■ **TASK TO COMPLETE**
Reproduce each of the following entries word for word, keeping every line in its original order.

━━━

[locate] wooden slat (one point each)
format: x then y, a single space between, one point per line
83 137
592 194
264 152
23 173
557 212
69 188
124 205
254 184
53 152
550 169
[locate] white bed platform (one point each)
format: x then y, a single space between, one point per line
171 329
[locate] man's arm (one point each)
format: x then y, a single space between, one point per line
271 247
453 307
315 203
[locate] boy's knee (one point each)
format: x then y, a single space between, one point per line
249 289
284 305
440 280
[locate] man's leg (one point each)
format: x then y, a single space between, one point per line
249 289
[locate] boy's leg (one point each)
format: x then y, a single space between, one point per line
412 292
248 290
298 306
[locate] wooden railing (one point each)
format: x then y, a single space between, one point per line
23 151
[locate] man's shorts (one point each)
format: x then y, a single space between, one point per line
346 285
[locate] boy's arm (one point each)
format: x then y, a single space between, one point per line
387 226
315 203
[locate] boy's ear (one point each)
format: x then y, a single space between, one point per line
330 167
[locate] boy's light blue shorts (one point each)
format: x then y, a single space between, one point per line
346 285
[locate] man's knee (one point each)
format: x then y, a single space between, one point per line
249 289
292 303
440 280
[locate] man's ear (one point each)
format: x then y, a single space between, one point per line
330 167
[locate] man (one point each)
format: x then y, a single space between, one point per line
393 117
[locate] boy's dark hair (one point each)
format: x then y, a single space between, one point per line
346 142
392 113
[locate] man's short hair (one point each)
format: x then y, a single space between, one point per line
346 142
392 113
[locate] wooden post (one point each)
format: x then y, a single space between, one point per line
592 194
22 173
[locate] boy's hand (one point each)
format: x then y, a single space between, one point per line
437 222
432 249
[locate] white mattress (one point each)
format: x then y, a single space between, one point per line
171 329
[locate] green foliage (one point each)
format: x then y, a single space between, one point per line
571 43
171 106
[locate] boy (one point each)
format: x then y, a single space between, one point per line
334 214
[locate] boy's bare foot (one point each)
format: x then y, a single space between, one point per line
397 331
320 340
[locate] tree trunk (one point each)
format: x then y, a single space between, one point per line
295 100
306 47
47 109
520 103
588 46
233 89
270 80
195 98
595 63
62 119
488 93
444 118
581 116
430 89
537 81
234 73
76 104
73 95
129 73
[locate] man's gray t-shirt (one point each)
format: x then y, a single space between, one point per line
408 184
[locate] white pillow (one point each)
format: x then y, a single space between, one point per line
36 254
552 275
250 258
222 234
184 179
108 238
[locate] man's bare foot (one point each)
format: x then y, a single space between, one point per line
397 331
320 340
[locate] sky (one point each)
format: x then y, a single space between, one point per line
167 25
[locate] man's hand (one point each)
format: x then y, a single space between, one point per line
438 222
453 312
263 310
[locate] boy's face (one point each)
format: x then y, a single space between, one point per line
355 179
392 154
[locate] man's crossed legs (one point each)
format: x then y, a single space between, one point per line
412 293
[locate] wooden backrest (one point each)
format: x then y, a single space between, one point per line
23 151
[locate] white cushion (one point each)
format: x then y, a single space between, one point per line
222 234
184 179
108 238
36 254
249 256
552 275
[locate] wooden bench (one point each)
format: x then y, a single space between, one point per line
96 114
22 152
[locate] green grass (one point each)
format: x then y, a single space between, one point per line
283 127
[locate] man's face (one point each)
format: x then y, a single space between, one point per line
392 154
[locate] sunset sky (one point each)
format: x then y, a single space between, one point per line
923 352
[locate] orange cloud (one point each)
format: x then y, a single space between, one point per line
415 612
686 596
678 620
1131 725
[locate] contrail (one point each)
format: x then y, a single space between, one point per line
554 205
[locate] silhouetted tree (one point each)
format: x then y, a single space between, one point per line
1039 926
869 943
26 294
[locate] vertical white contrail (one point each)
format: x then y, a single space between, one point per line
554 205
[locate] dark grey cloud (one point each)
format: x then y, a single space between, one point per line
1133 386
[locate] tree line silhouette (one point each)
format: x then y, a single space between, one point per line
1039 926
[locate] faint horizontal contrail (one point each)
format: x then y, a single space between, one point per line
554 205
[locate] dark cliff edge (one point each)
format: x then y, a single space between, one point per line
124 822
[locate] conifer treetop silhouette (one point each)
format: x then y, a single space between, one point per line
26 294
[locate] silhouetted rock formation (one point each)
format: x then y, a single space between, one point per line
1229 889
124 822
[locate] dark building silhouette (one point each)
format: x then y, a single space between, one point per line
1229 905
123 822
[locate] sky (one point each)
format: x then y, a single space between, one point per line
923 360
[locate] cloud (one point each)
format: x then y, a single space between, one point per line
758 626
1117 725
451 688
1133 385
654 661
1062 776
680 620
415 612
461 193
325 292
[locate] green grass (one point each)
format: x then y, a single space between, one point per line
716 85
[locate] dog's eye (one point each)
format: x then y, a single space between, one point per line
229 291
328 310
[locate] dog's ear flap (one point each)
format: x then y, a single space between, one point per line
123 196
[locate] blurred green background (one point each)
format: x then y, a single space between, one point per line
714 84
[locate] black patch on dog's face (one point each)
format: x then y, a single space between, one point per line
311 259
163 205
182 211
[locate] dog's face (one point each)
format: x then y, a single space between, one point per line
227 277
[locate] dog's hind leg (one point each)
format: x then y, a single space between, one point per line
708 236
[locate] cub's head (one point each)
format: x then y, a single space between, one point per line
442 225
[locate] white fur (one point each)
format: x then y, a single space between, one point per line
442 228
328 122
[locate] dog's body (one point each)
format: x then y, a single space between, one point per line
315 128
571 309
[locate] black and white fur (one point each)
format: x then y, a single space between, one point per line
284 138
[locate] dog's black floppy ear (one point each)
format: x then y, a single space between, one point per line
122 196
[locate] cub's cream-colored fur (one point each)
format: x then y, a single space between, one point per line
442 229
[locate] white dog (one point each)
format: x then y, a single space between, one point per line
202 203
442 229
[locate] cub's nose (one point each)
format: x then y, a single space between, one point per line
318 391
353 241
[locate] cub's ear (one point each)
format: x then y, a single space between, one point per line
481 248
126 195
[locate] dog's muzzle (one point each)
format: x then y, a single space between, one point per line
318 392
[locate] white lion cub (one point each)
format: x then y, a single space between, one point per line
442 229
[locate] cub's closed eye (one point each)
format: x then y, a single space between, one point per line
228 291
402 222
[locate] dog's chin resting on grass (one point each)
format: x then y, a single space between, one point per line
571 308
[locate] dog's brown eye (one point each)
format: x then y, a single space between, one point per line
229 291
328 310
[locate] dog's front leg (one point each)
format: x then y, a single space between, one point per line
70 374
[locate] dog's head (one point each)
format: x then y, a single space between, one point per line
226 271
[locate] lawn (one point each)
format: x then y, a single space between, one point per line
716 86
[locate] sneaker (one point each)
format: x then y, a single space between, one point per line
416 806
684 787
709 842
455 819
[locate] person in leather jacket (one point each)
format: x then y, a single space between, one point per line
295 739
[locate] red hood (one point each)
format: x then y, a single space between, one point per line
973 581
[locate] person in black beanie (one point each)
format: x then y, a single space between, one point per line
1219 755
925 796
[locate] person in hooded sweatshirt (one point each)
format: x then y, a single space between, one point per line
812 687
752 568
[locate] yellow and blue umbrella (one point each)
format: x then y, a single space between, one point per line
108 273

━━━

■ **SOLUTION TO THIS PROBLEM**
[locate] wooden slat (one point each)
format: x then y, a single space between, one point per line
83 137
592 194
264 152
23 173
557 212
69 188
124 205
254 184
53 152
550 169
[locate] white bed platform (one point each)
format: x then y, a single space between, one point per line
171 329
[locate] man's arm (one point each)
format: x then y, a single space between, one point per line
271 247
453 307
315 203
[locate] boy's knee (one point each)
format: x then y, a single space between, one point per line
249 289
284 305
440 280
[locate] man's leg (one point each)
format: x then y, a single space between, one point per line
249 289
[locate] boy's leg (one point each)
format: x then y, a single space between, one point per line
412 292
248 290
298 306
[locate] wooden railing (one point each)
format: x then y, a single space between, one point per line
23 151
[locate] man's shorts (one point each)
format: x then y, a single space between, one point per line
346 285
[locate] boy's arm (one point each)
format: x then y, a single space between, one point per line
387 226
315 203
[locate] boy's ear (one point each)
format: x then y, a single space between, one point per line
330 167
[locate] boy's light blue shorts (one point each)
format: x then y, a single space between, one point per line
346 285
[locate] man's knee (one point each)
format: x then y, a single space between, one point per line
249 289
292 303
440 280
[locate] man's ear (one point each)
format: x then y, a single space between, one point per line
330 167
[locate] man (one point each)
format: x then y, a single space between, one point per line
393 117
[locate] boy's dark hair (one point each)
format: x then y, a single space between, one point per line
346 142
392 113
[locate] man's short hair (one point each)
format: x then y, a single space between, one point per line
346 142
392 113
[locate] wooden post (one point each)
format: x then y, a single space between, one point per line
592 194
22 173
[locate] boy's hand (one point each)
format: x then y, a single space between, one point per line
437 222
432 249
[locate] white mattress (one point each)
format: x then y, a single space between, one point per line
171 329
[locate] green foliage (one point each)
format: x then y, a single space between, one point per line
571 43
171 106
[locate] boy (one point each)
format: x then y, a single space between, one point per line
334 214
[locate] boy's bare foot (one point each)
format: x then y, a single space between, one point per line
397 331
320 340
[locate] tree trunk (one point each)
format: x then y, a single space between, one point per line
295 100
306 47
47 109
520 103
588 46
233 89
270 80
195 98
595 63
62 119
488 93
444 118
581 116
430 89
537 81
234 73
76 104
73 95
129 73
[locate] man's gray t-shirt (one point each)
format: x then y, a single space between, one point per line
408 184
[locate] white pillow (one point each)
format: x then y, a single space between, one point per line
36 254
552 275
250 258
222 234
184 179
108 238
[locate] man's bare foot (one point each)
format: x then y, a single space between, one point per line
397 331
320 340
[locate] sky (one point each)
format: x then y, a single space between, one point per line
167 25
[locate] man's hand (one point each)
format: x then y, a single space between, one point per line
438 222
453 312
263 310
[locate] boy's face (one point each)
format: x then y, a single space between, one point per line
355 179
392 154
[locate] man's crossed legs (one point each)
format: x then y, a single space between, one point per line
412 293
[locate] wooden backrest (one point each)
format: x then y, a single space between, one point per line
23 151
[locate] white cushion (one point each)
format: x then y, a single space between, one point per line
222 234
184 179
108 238
36 254
249 256
552 275
[locate] wooden bench (one point each)
format: x then y, a single space between, one point per line
96 114
22 152
[locate] green grass (one point each)
format: x then y, a single space between, one point per line
283 127
[locate] man's face (one point each)
format: x then y, a single space between, one point per line
392 154
[locate] sunset sky (one point each)
format: x then y, a single space between, one point per line
923 352
[locate] orange cloud (one point each)
format: x then y, a single space between, one point per line
415 612
686 596
678 620
1131 725
[locate] contrail (one point each)
format: x then y, a single space between, one point per line
554 205
[locate] silhouetted tree (one point each)
format: x then y, a single space between, one point per line
1039 926
869 943
26 294
[locate] vertical white contrail (one point each)
format: x then y, a single space between, one point per line
554 205
[locate] dark grey cloud (one point each)
format: x then y, a single space between, one point per line
1133 386
[locate] tree line silhouette (one point each)
format: x then y, a single space between, one point per line
1039 926
[locate] faint horizontal contrail (one point each)
format: x then y, a single space between, one point per line
554 205
[locate] dark cliff edge (one point each)
format: x then y, a single space between, one point per line
124 822
[locate] conifer treetop silhouette (one point each)
format: x then y, a single space between, one point per line
26 294
[locate] silhouetted rock formation (one point each)
format: x then y, a single space between, one point per line
1229 889
124 822
[locate] dark building silhouette (one point each)
format: x then y, a single space between, one point per line
1229 905
123 822
[locate] sky (one point each)
format: x then y, a single space between, one point per line
923 360
[locate] cloud (one point each)
format: x then y, a single space between, one point per line
758 626
1117 725
451 688
1133 385
654 661
1062 776
680 620
415 612
461 193
325 292
[locate] green grass (one point each)
format: x then y, a single space between, one point per line
716 85
[locate] dog's eye (one point each)
format: x then y, a single space between, one point per line
229 291
328 310
[locate] dog's ear flap (one point each)
format: x then y, a single space between, one point per line
123 196
[locate] blurred green background (one point each)
format: x then y, a single space between, one point per line
714 84
[locate] black patch on dog's face (one point each)
format: x then y, a single space between, one point per line
311 259
163 205
182 211
[locate] dog's face (one point each)
format: x then y, a single space between, one point per line
227 277
[locate] dog's hind leg (one point each)
format: x then y, a single space between, one point per line
708 236
[locate] cub's head (one point each)
format: x then y, a single space between, one point per line
442 225
[locate] white fur (one point each)
format: x then y, a single space between, one point per line
442 228
328 122
[locate] dog's body (one point each)
format: x then y, a single space between, one point per line
315 128
571 309
[locate] black and white fur (one point each)
format: x then y, a single space between, one point per line
284 138
[locate] dog's black floppy ear (one point each)
format: x then y, a single space between, one point per line
122 196
[locate] cub's cream-colored fur (one point each)
format: x then y, a single space between, one point per line
442 229
[locate] white dog (one point each)
format: x then y, a single space between, one point per line
202 203
442 229
[locate] cub's nose (one point each)
format: x then y, a single space between, one point per line
318 391
353 241
[locate] cub's ear (one point each)
format: x then y, a single space between, one point per line
481 248
126 195
[locate] dog's muzzle (one point each)
format: x then y, a single space between, one point per line
318 392
[locate] white lion cub (one point each)
format: x then y, a single space between, one point per line
442 229
[locate] cub's closed eye (one point each)
format: x then y, a single space between, one point per line
228 291
402 222
[locate] dog's chin resting on grass (one point each)
format: x then y, a single space between, one point per line
571 308
[locate] dog's brown eye (one point each)
format: x then y, a single space between, one point per line
229 291
328 310
[locate] dog's front leg (one point each)
format: x then y, a single space between, one point per line
70 374
[locate] dog's head (one point each)
format: x then y, a single space between, one point per line
226 271
[locate] lawn (one point each)
format: x then y, a single space between, one point per line
716 86
[locate] sneaker (one point each)
format: x then y, a single space between, one point per line
416 806
684 787
709 842
455 819
[locate] person in leather jacket (one point each)
format: x then y, a single space between, one point per line
295 739
[locate] red hood (one point each)
format: x then y, a single space between, one point per line
973 581
[locate] person in black beanie (one point each)
format: x then y, a single space between, one point per line
1219 755
925 796
[locate] person in hooded sweatshirt (one point each)
format: x then y, a single space between, one point per line
812 687
752 568
[locate] yellow and blue umbrella (one point each)
format: x then y, a single space between, one point per line
108 273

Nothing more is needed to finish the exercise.